Requirements -
• 1. In the map description, which firm published the map?
• 2. In the map description, why were only a small number of maps, generally of a small format, published in India during the late 18th and early 19th centuries? Answer in one to three sentences.

Provided text -
## START
Description
This fine, large format (relative for its context) map was published by the major Calcutta stationer and newspaper publisher Samuel Smith & Co. It is one of the earliest lithographed general maps of the Indian Subcontinent created in India, coming within a first few years of that printing medium being introduced to India, and some time before map publishing on the Subcontinent became relatively widespread in the 1830s and ’40s.
The map embraces the great majority of India, and adjacent areas, and extends from the Indus, in the northwest, down to the Gulf of Siam, in the southeast, and from the Himalayas in the north, down to Ceylon, in the south. Regions and countries (ex. The ‘Birman Empire’) are labelled, while the coasts are carefully delineated, major rivers are depicted and mountains are shown by lines of hachures, while swamps areas are represented by wavy lies.
The map showcases India at a critical juncture, shortly after the East India Company (EIC), the corporate entity that managed Britain’s interests in South and Southeast Asia, gained domination over most of the Subcontinent following its victory during the Third Anglo-Maratha War (1817-8). The areas under British control are shown divided into labelled military districts, plus some princely states (sovereign states under British protection, ex. the ‘Nizam’s Dominions’), each coloured in their own attractive hue of watercolour. It shows that only the northwest of India was yet to be conquered by Britain, which would occur during the 1840s. The map also depicts the scene immediately before the First Anglo-Burmese War (1824-6), whereupon Britain conquered the southern part of Burma.
All major cities are labelled, while all key roads are delineated. Additionally, as described in the ‘Remarks’, it is noted that ‘Those names written in common print are all Military Stations containing more than five Companies & those places that contain less are distinguished thus ‘[symbol of a four-petalled flower]’ / ‘[Black Dots]’ show the Civil Stations in Bengal’.
The present map is an ‘incunable’ of Indian lithography, having been made barely two years after the introduction of the medium to the Subcontinent, in 1822. Copper engraving, which had previously often been used to publish maps in India was extremely ill-suited to the climate and environment of the region and, as such, only a small number of maps, generally of a small format, were published in India during the late 18th and early 19th centuries.
## END
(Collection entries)
## START
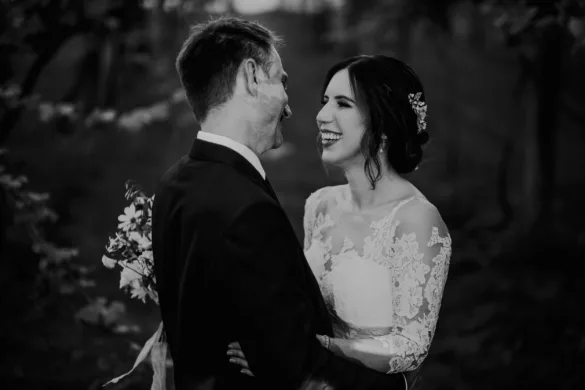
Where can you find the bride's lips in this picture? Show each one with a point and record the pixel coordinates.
(329, 137)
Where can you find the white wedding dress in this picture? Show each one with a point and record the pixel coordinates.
(381, 273)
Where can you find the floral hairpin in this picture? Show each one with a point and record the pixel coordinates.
(420, 108)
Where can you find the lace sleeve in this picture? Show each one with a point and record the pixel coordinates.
(420, 250)
(310, 215)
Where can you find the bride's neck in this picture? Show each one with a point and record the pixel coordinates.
(363, 197)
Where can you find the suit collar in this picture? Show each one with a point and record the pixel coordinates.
(243, 150)
(208, 151)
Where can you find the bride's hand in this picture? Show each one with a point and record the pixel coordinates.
(237, 357)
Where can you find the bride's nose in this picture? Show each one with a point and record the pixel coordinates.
(323, 116)
(287, 111)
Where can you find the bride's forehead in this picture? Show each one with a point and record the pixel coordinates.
(340, 83)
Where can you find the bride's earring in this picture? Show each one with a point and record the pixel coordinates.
(383, 144)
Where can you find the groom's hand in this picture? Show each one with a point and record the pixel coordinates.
(237, 357)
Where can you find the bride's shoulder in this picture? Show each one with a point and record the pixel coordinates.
(323, 196)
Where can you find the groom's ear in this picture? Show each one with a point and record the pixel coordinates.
(250, 70)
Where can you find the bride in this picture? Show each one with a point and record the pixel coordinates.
(378, 248)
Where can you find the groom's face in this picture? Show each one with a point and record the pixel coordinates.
(273, 103)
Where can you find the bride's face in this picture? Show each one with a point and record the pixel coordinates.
(341, 123)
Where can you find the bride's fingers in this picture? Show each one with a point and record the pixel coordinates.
(236, 352)
(240, 362)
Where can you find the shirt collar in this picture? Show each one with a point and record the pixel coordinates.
(237, 147)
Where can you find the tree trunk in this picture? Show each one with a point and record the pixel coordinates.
(548, 88)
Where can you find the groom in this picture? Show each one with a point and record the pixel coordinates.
(227, 262)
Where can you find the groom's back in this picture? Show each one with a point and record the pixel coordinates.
(194, 205)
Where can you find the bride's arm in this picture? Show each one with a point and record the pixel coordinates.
(309, 216)
(424, 247)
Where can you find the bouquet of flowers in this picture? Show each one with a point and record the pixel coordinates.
(131, 246)
(131, 249)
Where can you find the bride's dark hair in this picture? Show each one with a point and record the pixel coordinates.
(381, 85)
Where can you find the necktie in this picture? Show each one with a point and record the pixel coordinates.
(270, 189)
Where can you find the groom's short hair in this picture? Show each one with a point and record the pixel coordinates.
(210, 57)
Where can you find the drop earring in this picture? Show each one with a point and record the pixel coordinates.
(383, 144)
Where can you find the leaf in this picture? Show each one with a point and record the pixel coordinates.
(108, 262)
(142, 355)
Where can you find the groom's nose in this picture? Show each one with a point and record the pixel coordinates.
(287, 111)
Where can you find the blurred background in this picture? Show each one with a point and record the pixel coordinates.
(89, 98)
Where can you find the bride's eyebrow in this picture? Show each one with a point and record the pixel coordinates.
(344, 98)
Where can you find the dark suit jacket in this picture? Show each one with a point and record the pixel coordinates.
(229, 268)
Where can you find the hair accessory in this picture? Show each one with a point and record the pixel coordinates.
(420, 108)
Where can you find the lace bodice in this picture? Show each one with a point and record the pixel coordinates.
(382, 273)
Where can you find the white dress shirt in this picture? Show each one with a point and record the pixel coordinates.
(237, 147)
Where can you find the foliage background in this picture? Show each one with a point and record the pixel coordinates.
(504, 166)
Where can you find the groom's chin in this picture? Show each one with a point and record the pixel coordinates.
(278, 139)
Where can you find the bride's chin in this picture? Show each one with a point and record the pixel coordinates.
(331, 158)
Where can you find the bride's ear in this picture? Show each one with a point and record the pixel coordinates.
(250, 73)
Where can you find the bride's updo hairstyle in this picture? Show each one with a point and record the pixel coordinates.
(390, 95)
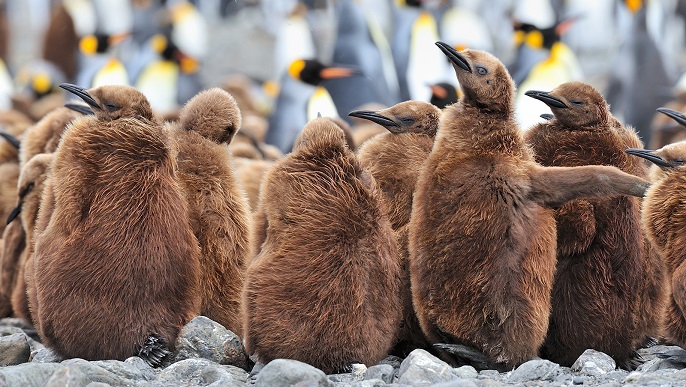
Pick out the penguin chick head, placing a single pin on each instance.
(320, 133)
(484, 80)
(111, 102)
(575, 104)
(405, 117)
(213, 114)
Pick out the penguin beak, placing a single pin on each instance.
(338, 72)
(10, 138)
(15, 212)
(546, 98)
(454, 56)
(650, 156)
(673, 114)
(374, 117)
(81, 93)
(83, 109)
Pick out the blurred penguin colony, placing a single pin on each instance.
(340, 180)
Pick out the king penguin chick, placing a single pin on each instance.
(118, 240)
(394, 159)
(602, 266)
(482, 233)
(30, 187)
(219, 210)
(661, 217)
(328, 256)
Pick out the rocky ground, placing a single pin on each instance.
(209, 355)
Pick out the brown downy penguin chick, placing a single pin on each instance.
(662, 219)
(45, 135)
(13, 243)
(328, 258)
(30, 188)
(219, 211)
(394, 159)
(601, 267)
(482, 233)
(118, 241)
(250, 173)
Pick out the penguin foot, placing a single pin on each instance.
(631, 363)
(470, 355)
(154, 350)
(649, 342)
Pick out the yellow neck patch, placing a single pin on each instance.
(296, 68)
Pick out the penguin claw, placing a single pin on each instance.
(650, 342)
(154, 350)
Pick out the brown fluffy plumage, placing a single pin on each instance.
(328, 259)
(601, 267)
(219, 211)
(30, 188)
(118, 242)
(394, 159)
(45, 135)
(482, 235)
(662, 219)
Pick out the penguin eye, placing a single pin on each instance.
(111, 107)
(407, 120)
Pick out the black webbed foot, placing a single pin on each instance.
(154, 350)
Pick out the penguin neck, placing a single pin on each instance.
(480, 132)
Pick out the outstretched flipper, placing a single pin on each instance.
(154, 350)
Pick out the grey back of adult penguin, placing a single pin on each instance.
(297, 87)
(362, 45)
(640, 81)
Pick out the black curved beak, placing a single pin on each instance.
(10, 138)
(673, 114)
(650, 156)
(83, 109)
(81, 93)
(374, 117)
(454, 56)
(546, 98)
(14, 214)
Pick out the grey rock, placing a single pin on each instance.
(68, 376)
(383, 372)
(594, 363)
(201, 372)
(457, 383)
(206, 339)
(45, 355)
(538, 369)
(421, 368)
(466, 372)
(112, 372)
(14, 349)
(393, 361)
(356, 375)
(286, 372)
(27, 374)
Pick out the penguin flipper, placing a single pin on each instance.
(154, 350)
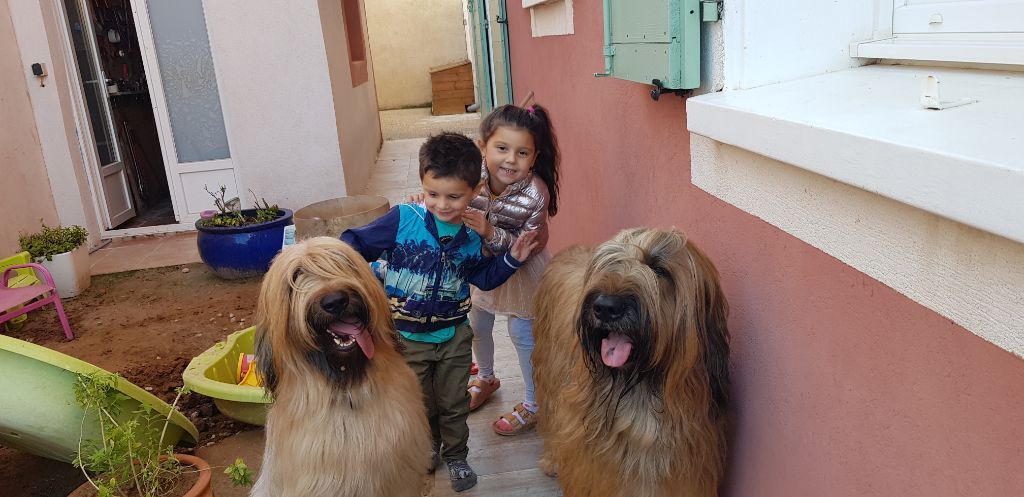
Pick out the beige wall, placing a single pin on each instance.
(26, 197)
(409, 37)
(354, 108)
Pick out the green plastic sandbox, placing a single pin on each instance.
(213, 374)
(38, 412)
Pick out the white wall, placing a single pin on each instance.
(40, 39)
(969, 276)
(26, 195)
(409, 37)
(271, 68)
(769, 42)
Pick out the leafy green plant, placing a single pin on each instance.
(52, 240)
(230, 215)
(128, 456)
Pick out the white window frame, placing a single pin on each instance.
(550, 17)
(965, 31)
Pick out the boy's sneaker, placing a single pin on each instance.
(461, 474)
(435, 457)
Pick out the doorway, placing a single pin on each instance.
(148, 110)
(489, 34)
(428, 80)
(132, 178)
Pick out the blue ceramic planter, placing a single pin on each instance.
(243, 251)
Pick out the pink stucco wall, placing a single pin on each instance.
(25, 189)
(842, 386)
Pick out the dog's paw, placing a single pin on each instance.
(549, 467)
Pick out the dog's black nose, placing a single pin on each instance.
(334, 302)
(609, 307)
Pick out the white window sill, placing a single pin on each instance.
(865, 127)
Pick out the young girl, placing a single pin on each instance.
(520, 191)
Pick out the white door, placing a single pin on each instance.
(185, 102)
(111, 175)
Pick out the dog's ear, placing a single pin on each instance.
(711, 314)
(272, 316)
(378, 303)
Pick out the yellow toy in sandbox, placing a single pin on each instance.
(247, 373)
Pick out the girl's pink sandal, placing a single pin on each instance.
(476, 399)
(515, 422)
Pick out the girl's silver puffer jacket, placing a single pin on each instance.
(522, 207)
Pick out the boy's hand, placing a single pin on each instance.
(477, 221)
(523, 246)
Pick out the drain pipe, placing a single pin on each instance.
(609, 51)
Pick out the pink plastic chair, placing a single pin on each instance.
(45, 292)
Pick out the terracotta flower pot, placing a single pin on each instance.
(201, 489)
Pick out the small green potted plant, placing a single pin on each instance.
(130, 459)
(61, 250)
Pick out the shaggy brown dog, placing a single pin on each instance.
(348, 417)
(631, 366)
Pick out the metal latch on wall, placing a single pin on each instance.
(711, 10)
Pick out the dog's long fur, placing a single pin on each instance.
(655, 425)
(341, 424)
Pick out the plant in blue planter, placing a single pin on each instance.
(241, 243)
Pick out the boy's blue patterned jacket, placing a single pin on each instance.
(427, 281)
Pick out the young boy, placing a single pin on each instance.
(431, 258)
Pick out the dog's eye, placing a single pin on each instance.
(659, 272)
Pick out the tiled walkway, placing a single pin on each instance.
(417, 123)
(143, 252)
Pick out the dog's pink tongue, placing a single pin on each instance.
(615, 349)
(361, 337)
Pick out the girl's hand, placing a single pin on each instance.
(523, 246)
(477, 221)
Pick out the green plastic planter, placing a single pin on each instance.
(213, 374)
(38, 412)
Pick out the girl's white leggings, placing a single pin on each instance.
(521, 333)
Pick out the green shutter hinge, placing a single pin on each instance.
(609, 51)
(711, 10)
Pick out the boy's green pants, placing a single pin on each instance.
(443, 372)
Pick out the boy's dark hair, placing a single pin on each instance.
(451, 155)
(536, 120)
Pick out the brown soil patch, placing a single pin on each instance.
(145, 325)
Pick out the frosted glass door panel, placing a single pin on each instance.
(93, 84)
(189, 84)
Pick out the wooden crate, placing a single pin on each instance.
(452, 88)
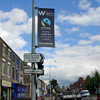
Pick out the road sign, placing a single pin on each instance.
(36, 57)
(33, 71)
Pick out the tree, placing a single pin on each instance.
(93, 82)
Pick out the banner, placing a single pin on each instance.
(46, 28)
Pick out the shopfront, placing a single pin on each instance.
(19, 91)
(6, 90)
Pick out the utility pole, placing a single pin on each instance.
(33, 76)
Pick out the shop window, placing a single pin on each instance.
(13, 58)
(9, 69)
(12, 72)
(16, 74)
(3, 68)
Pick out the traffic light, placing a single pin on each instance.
(40, 67)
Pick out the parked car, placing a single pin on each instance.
(85, 94)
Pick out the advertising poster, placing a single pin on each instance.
(46, 28)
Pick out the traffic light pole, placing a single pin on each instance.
(33, 76)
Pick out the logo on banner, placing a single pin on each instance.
(42, 13)
(45, 21)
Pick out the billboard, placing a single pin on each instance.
(46, 36)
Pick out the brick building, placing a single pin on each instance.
(13, 82)
(11, 73)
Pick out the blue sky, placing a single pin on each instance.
(77, 35)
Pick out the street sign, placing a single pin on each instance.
(36, 57)
(33, 71)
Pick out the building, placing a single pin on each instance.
(42, 88)
(11, 73)
(79, 84)
(13, 82)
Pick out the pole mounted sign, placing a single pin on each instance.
(46, 27)
(34, 71)
(36, 57)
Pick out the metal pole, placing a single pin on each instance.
(33, 76)
(50, 82)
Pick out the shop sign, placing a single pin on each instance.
(6, 83)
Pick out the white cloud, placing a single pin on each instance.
(92, 39)
(84, 4)
(91, 17)
(70, 39)
(73, 29)
(72, 61)
(98, 1)
(84, 34)
(57, 30)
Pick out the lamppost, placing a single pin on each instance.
(50, 79)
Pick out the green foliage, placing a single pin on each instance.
(93, 82)
(54, 84)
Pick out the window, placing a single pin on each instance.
(13, 57)
(9, 69)
(4, 49)
(12, 72)
(9, 54)
(3, 68)
(16, 74)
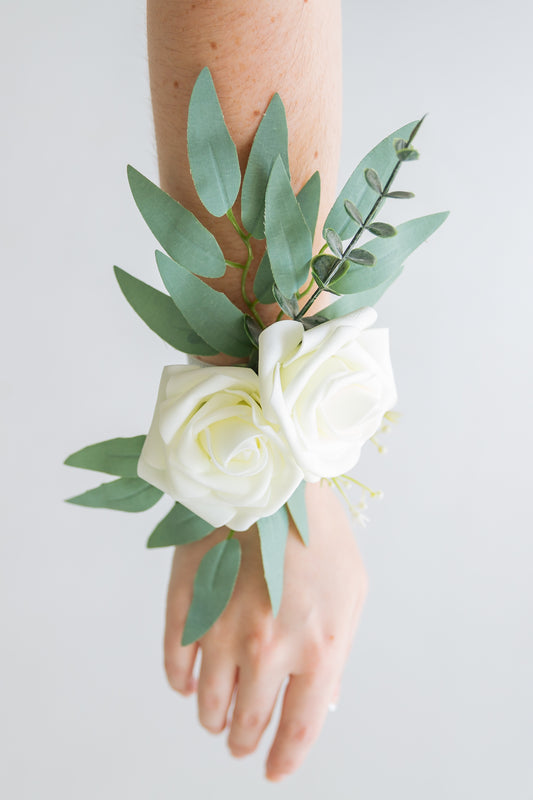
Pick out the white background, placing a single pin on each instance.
(437, 698)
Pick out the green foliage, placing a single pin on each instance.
## END
List of solutions -
• 1. The map was published by Samuel Smith & Co., a major Calcutta stationer and newspaper publisher.

• 2. Copper engraving, which had often been used to publish maps in India before lithography, was extremely ill-suited to the climate and environment of the region. As a result, only a small number of maps, generally of a small format, were published there during that period.